§ EXERCISE:
Write out the lines below exactly, from the line with "of the wine" to the line with "[[345, 238], [369, 143], [164, 190]]", including both.

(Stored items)
__________________________________________________
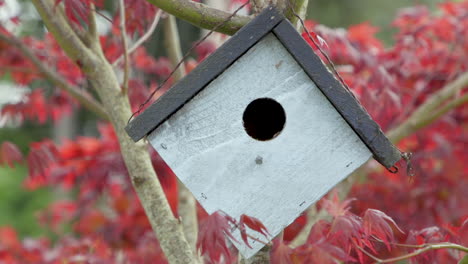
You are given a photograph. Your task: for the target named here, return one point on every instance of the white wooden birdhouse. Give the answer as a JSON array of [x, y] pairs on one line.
[[262, 128]]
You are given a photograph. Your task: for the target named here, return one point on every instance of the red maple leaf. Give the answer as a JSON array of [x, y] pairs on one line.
[[378, 224], [280, 253], [212, 237], [10, 154], [254, 224]]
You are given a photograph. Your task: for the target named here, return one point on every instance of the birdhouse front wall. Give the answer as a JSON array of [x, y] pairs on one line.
[[208, 148]]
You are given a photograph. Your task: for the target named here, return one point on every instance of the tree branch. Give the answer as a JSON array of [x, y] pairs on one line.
[[123, 32], [201, 15], [143, 38], [187, 203], [415, 253], [298, 7], [136, 157], [80, 95], [432, 109], [172, 43], [63, 33]]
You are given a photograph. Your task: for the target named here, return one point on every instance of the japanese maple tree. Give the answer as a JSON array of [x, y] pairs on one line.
[[127, 205]]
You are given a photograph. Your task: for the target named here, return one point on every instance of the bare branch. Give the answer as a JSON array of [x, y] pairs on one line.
[[143, 38], [172, 43], [187, 203], [415, 253], [84, 98], [201, 15], [123, 32], [63, 33], [92, 27], [432, 109]]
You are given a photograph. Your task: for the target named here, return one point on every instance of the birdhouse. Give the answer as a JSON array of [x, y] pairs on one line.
[[262, 127]]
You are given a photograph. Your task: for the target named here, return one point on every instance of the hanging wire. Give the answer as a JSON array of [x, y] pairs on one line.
[[140, 108], [329, 61]]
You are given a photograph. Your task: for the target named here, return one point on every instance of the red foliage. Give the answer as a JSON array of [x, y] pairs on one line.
[[430, 51], [10, 154]]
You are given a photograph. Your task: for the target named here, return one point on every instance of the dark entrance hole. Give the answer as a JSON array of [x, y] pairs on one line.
[[264, 119]]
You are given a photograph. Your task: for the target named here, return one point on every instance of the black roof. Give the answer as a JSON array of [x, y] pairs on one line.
[[269, 21]]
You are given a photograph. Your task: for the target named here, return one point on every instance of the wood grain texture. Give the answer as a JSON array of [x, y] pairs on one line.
[[203, 74], [342, 99], [207, 147]]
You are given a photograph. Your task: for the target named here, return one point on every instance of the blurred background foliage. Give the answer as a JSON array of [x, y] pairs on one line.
[[19, 207]]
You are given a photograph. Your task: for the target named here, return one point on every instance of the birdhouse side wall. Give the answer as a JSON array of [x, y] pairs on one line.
[[207, 147]]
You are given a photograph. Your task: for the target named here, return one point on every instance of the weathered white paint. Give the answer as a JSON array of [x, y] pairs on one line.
[[206, 146]]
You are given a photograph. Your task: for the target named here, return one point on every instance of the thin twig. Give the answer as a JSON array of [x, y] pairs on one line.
[[123, 32], [427, 247], [84, 98], [172, 41], [143, 38], [184, 58], [92, 27], [431, 109]]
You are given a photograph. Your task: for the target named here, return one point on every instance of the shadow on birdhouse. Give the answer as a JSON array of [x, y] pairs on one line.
[[262, 128]]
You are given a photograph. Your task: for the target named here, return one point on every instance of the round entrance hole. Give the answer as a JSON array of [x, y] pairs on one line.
[[264, 119]]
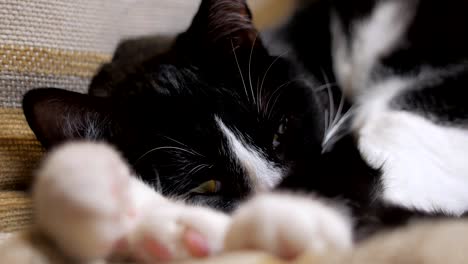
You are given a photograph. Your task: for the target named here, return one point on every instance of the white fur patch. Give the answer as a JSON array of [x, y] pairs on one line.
[[372, 38], [424, 164], [262, 173]]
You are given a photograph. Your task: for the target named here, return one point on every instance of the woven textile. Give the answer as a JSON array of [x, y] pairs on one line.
[[60, 43]]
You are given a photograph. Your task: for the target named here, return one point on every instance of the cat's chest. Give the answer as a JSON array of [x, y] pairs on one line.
[[423, 164]]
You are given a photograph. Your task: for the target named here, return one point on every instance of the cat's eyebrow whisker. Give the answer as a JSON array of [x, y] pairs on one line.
[[267, 109], [164, 148], [250, 72], [331, 102], [240, 70], [198, 168], [333, 134], [266, 74], [188, 148]]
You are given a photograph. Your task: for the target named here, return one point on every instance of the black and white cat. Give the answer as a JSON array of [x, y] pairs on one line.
[[365, 107]]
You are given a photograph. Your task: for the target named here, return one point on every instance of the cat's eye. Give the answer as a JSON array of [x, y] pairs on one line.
[[207, 187]]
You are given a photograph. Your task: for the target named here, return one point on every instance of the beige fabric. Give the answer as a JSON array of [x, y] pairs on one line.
[[89, 25], [422, 243]]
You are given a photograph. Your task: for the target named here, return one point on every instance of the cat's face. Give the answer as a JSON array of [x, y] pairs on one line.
[[212, 119]]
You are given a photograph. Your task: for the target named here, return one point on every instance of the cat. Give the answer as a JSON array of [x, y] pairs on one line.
[[366, 110]]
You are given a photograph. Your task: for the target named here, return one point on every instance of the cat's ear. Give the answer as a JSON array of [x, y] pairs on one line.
[[220, 26], [56, 115]]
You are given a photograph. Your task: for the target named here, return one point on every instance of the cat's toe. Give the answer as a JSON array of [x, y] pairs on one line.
[[174, 232], [82, 199], [288, 225]]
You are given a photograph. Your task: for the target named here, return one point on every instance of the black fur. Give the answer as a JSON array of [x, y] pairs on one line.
[[158, 106]]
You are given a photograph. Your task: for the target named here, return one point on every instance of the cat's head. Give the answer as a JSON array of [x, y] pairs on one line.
[[212, 118]]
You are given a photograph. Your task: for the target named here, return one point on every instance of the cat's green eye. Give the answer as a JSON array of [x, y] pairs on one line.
[[207, 187]]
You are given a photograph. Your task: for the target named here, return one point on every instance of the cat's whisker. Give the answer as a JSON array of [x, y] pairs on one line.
[[326, 125], [268, 110], [272, 95], [250, 71], [164, 148], [188, 148], [198, 168], [266, 74], [240, 70], [331, 102], [336, 131]]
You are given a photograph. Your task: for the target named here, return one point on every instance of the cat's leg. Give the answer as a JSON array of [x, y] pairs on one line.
[[82, 199], [288, 225], [175, 231], [87, 202]]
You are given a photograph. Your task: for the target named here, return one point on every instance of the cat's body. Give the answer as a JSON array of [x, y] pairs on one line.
[[368, 109]]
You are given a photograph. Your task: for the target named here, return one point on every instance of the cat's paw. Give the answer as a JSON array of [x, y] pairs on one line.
[[288, 225], [82, 199], [174, 231]]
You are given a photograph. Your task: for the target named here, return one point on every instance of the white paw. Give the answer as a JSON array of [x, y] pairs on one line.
[[82, 199], [174, 231], [288, 225]]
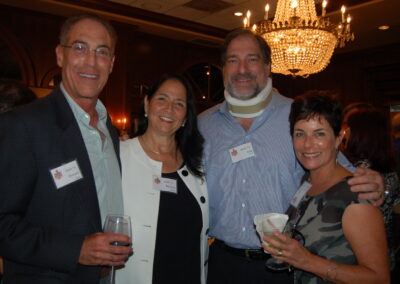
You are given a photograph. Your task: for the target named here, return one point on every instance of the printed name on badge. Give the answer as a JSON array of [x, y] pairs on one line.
[[165, 184], [241, 152], [66, 174]]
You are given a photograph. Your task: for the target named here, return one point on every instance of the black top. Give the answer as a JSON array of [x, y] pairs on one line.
[[177, 252]]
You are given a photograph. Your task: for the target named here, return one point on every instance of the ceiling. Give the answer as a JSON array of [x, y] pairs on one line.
[[207, 21]]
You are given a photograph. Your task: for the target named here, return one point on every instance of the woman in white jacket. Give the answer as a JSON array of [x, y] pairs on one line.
[[164, 190]]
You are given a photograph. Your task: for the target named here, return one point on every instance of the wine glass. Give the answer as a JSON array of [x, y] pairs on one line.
[[117, 224]]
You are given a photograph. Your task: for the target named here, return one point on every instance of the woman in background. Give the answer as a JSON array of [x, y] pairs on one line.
[[345, 238], [369, 143], [164, 190]]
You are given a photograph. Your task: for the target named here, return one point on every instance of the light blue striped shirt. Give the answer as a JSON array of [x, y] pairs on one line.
[[261, 184], [102, 156]]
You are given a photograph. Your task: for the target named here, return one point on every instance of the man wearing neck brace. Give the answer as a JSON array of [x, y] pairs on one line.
[[249, 162]]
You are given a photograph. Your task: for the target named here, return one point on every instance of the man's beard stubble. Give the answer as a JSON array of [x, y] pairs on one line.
[[243, 96]]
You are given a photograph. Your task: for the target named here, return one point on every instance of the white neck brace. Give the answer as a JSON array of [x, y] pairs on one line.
[[250, 108]]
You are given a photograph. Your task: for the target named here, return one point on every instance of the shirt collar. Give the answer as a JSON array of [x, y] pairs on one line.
[[79, 113]]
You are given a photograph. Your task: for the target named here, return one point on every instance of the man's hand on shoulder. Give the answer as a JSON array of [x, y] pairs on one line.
[[369, 184]]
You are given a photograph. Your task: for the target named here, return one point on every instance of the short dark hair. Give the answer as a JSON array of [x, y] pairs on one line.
[[188, 138], [316, 103], [13, 94], [265, 50], [371, 139], [71, 21]]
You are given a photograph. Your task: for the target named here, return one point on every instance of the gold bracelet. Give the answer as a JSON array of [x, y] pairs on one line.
[[331, 273]]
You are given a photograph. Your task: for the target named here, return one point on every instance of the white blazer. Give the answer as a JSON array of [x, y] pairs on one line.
[[141, 203]]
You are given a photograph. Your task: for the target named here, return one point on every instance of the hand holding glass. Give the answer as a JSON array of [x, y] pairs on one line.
[[117, 224], [268, 230]]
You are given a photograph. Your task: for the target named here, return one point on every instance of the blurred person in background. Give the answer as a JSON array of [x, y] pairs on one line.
[[12, 95], [345, 239], [369, 143]]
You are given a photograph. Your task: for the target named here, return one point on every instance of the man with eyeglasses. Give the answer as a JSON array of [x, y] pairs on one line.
[[60, 172]]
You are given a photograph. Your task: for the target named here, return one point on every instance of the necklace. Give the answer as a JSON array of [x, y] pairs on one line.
[[151, 150]]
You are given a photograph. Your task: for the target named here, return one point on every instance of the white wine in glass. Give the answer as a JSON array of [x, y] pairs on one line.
[[117, 224]]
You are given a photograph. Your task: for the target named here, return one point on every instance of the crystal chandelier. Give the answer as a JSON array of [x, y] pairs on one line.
[[301, 42]]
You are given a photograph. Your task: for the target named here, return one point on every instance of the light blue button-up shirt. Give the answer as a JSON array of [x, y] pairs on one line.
[[261, 184], [103, 159], [264, 183]]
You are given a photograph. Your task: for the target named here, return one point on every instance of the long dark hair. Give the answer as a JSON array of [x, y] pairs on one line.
[[314, 104], [188, 139], [371, 139]]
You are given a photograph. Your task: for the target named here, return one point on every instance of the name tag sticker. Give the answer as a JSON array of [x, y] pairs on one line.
[[241, 152], [298, 197], [66, 174], [165, 184]]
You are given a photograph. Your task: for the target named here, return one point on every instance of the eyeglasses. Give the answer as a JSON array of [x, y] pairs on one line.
[[82, 49]]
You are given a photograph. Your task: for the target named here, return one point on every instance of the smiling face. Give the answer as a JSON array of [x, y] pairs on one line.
[[245, 72], [315, 144], [166, 110], [85, 75]]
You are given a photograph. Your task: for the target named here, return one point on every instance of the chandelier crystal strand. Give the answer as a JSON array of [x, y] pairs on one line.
[[301, 42]]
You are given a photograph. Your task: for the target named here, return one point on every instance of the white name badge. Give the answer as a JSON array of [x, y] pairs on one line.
[[66, 174], [300, 194], [241, 152], [165, 184]]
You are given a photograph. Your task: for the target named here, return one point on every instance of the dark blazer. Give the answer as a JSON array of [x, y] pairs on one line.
[[41, 227]]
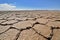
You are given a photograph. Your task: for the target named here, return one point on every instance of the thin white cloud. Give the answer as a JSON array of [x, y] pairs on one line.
[[6, 6]]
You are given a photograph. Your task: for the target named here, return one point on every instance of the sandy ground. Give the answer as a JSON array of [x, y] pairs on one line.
[[29, 25]]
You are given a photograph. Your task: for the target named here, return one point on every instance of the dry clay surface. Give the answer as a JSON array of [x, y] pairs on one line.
[[29, 25]]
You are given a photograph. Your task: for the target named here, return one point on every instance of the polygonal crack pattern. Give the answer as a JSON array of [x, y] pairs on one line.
[[29, 25]]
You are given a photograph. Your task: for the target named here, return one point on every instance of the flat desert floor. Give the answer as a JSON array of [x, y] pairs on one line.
[[30, 25]]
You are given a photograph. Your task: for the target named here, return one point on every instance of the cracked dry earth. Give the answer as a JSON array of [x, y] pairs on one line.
[[29, 25]]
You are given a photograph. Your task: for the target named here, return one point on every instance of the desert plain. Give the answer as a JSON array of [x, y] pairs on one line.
[[30, 25]]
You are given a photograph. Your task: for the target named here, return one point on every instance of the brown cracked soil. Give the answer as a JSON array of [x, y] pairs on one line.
[[29, 25]]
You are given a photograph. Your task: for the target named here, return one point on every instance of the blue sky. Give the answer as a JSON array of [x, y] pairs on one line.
[[32, 4]]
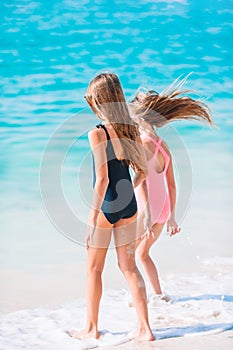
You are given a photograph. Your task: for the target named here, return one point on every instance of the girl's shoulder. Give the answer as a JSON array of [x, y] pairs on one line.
[[96, 135]]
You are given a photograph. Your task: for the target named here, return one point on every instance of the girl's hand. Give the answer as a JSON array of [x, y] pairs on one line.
[[92, 221], [172, 226], [89, 236]]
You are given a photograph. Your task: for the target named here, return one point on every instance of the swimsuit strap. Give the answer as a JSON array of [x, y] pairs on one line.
[[105, 129]]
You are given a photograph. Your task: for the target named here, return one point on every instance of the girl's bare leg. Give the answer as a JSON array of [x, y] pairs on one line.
[[126, 262], [143, 248], [95, 263]]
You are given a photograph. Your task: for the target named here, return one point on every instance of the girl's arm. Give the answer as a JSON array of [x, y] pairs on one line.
[[97, 140], [172, 226]]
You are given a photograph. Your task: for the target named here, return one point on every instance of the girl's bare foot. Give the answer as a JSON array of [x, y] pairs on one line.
[[142, 335], [83, 334]]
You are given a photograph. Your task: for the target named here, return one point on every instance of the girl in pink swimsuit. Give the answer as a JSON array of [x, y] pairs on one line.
[[151, 110]]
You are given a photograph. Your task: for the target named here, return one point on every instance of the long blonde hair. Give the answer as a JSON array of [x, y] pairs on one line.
[[170, 105], [106, 98]]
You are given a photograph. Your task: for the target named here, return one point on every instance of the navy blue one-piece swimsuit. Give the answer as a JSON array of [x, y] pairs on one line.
[[119, 201]]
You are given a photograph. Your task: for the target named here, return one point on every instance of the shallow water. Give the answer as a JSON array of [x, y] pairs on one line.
[[49, 52]]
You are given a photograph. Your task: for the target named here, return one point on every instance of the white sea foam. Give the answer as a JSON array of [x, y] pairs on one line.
[[202, 304]]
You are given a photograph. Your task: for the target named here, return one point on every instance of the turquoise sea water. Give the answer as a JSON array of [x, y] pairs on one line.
[[49, 51]]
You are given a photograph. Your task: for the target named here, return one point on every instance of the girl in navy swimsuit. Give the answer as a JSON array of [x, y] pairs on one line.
[[115, 146]]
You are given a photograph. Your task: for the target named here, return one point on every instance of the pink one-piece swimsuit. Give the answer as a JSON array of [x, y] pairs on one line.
[[156, 185]]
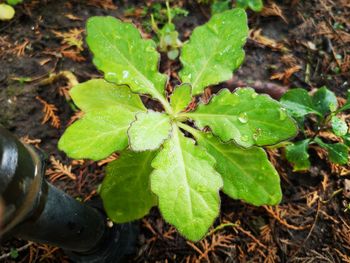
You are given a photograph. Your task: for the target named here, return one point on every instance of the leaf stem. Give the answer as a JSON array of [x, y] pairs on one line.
[[168, 109], [187, 128]]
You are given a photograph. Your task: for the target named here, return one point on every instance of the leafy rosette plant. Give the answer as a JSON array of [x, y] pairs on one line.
[[163, 160]]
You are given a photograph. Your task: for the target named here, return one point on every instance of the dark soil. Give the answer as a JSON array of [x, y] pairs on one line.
[[312, 222]]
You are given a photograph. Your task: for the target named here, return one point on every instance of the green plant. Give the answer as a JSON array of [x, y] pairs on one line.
[[7, 12], [167, 37], [255, 5], [163, 160], [323, 112], [218, 6]]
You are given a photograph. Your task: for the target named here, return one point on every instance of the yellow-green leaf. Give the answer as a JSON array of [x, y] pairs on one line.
[[126, 191], [214, 50], [247, 173], [187, 186], [149, 131], [246, 117], [109, 109], [124, 57]]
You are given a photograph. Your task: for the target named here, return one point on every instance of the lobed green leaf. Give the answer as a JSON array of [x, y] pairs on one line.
[[247, 173], [214, 50], [109, 110], [246, 117], [124, 57], [149, 131], [339, 126], [255, 5], [187, 186], [126, 191]]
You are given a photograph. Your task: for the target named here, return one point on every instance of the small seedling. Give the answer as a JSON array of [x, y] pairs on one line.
[[7, 12], [323, 111], [163, 160], [167, 37]]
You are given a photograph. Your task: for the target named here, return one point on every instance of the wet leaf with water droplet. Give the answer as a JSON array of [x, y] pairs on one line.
[[325, 101], [247, 173], [109, 109], [183, 165], [149, 131], [214, 50], [297, 155], [124, 57], [339, 126], [337, 152], [248, 122]]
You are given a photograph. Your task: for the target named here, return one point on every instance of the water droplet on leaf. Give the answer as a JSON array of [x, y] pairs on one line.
[[244, 138], [283, 114], [242, 117]]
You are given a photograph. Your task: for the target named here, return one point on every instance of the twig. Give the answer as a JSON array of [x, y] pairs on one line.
[[7, 255]]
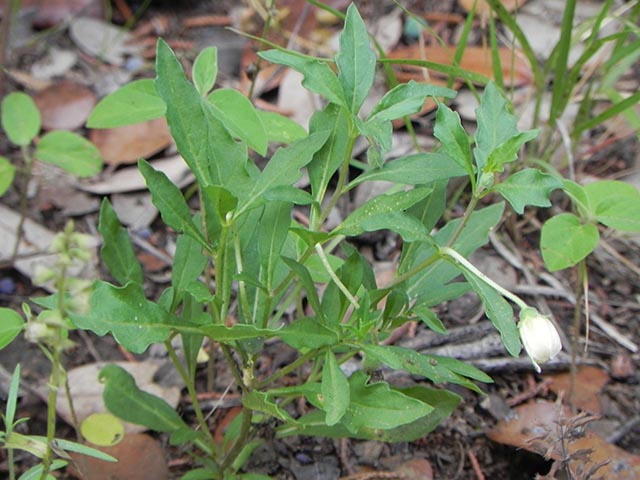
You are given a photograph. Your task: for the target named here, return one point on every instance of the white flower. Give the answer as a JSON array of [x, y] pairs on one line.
[[539, 337]]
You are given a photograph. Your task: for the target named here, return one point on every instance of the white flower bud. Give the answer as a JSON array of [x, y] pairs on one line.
[[539, 337]]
__________________________________________________
§ TASK OUTPUT:
You are given a photograph. Your task: for the target named here, return one point on every instance of the wine glass. Give the answer as a JSON array of [x, y] pairs on one line.
[[117, 224]]
You are given a photograph. Your task: for the target named here, return one point on every instance of the woman in background. Give the answer as a JSON array of [x, y] pairs on one line.
[[345, 238], [369, 143], [164, 190]]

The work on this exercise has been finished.